*** Opening Exercise passage ***

Hirsi Ali "Magan" Issa (Xirsi Cali "Magan" Ciise; حرسي علي مجن عيسى; 1935–2008), commonly known as Hirsi Magan, was a Somali scholar, intellectual, and political dissident. He was a prominent figure in the Somalian Rebellion, Somali culture, and Somalia's political elite. Magan co-founded the Somali Salvation Democratic Front (SSDF), a political and paramilitary group that opposed the government's authoritarian policies, and he was imprisoned for his dissent.

Magan was a comrade-in-arms of erstwhile president of Somalia Abdullahi Yusuf Ahmed, and the father of the former Dutch MP and critic of Islam Ayaan Hirsi Ali.

==Personal life==
Magan was born in Somalia in 1935 as one of the nine children of Magan Isse Guleid (1845–1945). He was a devout Muslim and student of Somali culture.

=== Family ===
Magan married three times and had four daughters and one son. He had two daughters with his first wife. His second marriage produced son Mahad, daughter Ayaan, and daughter Haweya, the latter of whom died in 1998. He also had a daughter in his third marriage. He later remarried his first wife, who he had divorced shortly after he married his second wife.

*** Closing Exercise passage ***
*** Opening Information ***

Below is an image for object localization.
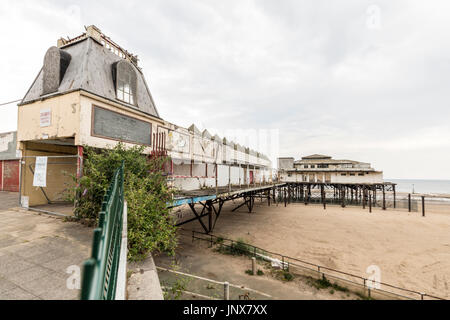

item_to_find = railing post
[223,282,230,300]
[252,257,256,275]
[422,196,425,217]
[408,193,411,212]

*** Closing Information ***

Your goal:
Continue the biography of Hirsi Magan above, starting after its last sentence.

Answer below:
Magan Isse studied in Italy and at Columbia University, New York, where he obtained a degree in anthropology. As a trained linguist and anthropologist, he is known as a champion of Osmanya, the Somali writing script invented by Osman Yusuf Kenadid, unlike the former head of state, Siad Barre, who made Shire Jama Ahmed's modified Latin script the national standard in Somalia in 1973.

==Political and military career==
After the assassination of president Abdirashid Ali Shermarke and Siad Barre coming to power in October, 1969, Magan Isse was considered dangerous to the new leadership and was imprisoned from 1972 to October 1975.

In 1976, Magan Isse escaped from prison and fled from Somalia to Saudi Arabia. Barre banned all political parties with the exception of the Somali Revolutionary Socialist Party (SRSF) the same year and the Somali Democratic Action Front (SODAF; a forerunner of the SSDF) was founded in exile in Rome, Italy. The following year, Magan Isse moved to Ethiopia, where he witnessed the year-long Ogaden War. It was also the period of the Red Terror of the Derg, and its victims included the Western Somali Liberation Front, an Ogaden-based Somali rebel outfit. For security purposes, Magan Isse opted to relocate his family to a suburb in Nairobi, while he continued to live in Somalia and Ethiopia most of the time.

In the summer of 1982, the SSDF played a key role in the second armed conflict between Somalia and Ethiopia. The SSDF, supported by the Derg leader Mengistu's air force, waged a low intensity guerrilla war against the Somali army. Magan Isse became a well-known figure in Somalia at the time as director and presenter of Radio Kulmis (meaning "Unity" in Somali), which aired anti-Barré programs from Addis Abeba, Ethiopia).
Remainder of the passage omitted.